Tasks and exercises:
(a) Shorten the paragraph in the issue page that begins "I think we can completely get away from HDFS" into two brief sentences, keeping its main facts.
(b) From the issue page, extract word for word the stretch from "TINKERPOP-1033: Store sideEffects" through "in all situations.".
(c) Which fix version does the issue page list?

--- start of Quoted passage ---

Details

    • Type: Improvement
    • Status: Closed
    • Priority: Major
    • Resolution: Fixed
    • Affects Version/s: 3.1.0-incubating
    • Fix Version/s: 3.1.1-incubating
    • Component/s: hadoop
    • Labels:
      None

      Description

      I think we can completely get away from HDFS for SparkGraphComputer. We will need something like PesistedSideEffectsRDD. Once we do that, if the user wants to use Spark without Hadoop, its possible.

      This would beg the question – do we go all the way and support SparkGraph ?

        Activity

        Hide
        githubbot ASF GitHub Bot added a comment -

        GitHub user okram opened a pull request:

        https://github.com/apache/incubator-tinkerpop/pull/192

        TINKERPOP-1033: Store sideEffects as a persisted RDD

        https://issues.apache.org/jira/browse/TINKERPOP-1033

        This is a massive amount of work. Just making sideEffects be stored as persisted RDDs led to a swath of other updates. Here is the list of things:

        • It is now possible for Spark users to completely avoid using HDFS – they simply use `PersistedInputRDD` and `PersistedOutputRDD` for everything.
        • Added a significant amount of testing to ensure that persisted RDDs work as expected in all situations.
        • `InputRDD`s now have a `readMemoryRDD()` method which handles reading sideEffects (i.e. memory).
        • `OutputRDD`s now have a `writeMemoryRDD()` method which handles writing sideEffects (i.e. memory).
        • There is a `Storage` interface in gremlin-core which providers can implement to have "file-system semantics" for their data source. HDFS and Spark both implement it. No more Groovy meta-programming for HDFS! Sweeeeet.
        • With `Storage` all the file management in both Spark and Giraph is much simpler as the methods in `Storage` allowed me to gut alot of (error prone) code.
        • There is a general test suite which makes sure both HDFS and Spark storage behave "the same."
        • Updated documentation, upgrade docs, and added JavaDoc to `Storage`.

--- end of Quoted passage ---
--- start of Provided information ---

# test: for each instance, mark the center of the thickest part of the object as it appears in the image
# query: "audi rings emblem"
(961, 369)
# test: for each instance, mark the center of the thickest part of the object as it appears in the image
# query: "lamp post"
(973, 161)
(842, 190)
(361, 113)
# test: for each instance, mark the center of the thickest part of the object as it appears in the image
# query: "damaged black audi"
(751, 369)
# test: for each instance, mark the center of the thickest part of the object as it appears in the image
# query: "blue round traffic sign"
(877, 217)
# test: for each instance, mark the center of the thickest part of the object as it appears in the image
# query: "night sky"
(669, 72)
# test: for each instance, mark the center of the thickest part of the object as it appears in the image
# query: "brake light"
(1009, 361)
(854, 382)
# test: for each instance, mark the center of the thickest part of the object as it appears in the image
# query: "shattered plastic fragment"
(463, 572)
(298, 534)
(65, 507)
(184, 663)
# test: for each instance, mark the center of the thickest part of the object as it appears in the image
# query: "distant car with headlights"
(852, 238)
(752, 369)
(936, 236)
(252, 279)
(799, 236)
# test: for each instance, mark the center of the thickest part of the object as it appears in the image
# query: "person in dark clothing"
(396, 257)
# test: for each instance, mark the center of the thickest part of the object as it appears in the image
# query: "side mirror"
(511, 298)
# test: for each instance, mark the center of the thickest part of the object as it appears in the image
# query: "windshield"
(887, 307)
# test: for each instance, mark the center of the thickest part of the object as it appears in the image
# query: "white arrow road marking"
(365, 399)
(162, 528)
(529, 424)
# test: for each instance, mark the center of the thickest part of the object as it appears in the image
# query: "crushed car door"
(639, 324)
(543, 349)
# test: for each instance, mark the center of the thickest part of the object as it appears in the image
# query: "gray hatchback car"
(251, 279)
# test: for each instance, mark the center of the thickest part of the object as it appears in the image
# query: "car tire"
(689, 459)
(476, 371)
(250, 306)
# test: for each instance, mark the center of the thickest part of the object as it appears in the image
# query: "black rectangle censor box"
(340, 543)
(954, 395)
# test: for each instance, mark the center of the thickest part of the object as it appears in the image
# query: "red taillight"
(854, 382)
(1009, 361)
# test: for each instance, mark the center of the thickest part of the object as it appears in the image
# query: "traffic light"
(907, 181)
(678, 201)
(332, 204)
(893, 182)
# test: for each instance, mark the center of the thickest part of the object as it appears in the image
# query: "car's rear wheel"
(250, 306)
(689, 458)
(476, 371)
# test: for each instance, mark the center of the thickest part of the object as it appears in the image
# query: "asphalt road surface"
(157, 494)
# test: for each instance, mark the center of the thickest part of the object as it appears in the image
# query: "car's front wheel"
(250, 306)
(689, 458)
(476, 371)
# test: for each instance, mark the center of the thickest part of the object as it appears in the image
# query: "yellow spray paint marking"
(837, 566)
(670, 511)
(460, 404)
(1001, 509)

--- end of Provided information ---

Exercise responses:
(a) SparkGraphComputer could drop HDFS entirely by adding something like a persisted side-effects RDD. After that, users could run Spark without Hadoop.

(b)
TINKERPOP-1033: Store sideEffects as a persisted RDD

        https://issues.apache.org/jira/browse/TINKERPOP-1033

        This is a massive amount of work. Just making sideEffects be stored as persisted RDDs led to a swath of other updates. Here is the list of things:

        • It is now possible for Spark users to completely avoid using HDFS – they simply use `PersistedInputRDD` and `PersistedOutputRDD` for everything.
        • Added a significant amount of testing to ensure that persisted RDDs work as expected in all situations.

(c) 3.1.1-incubating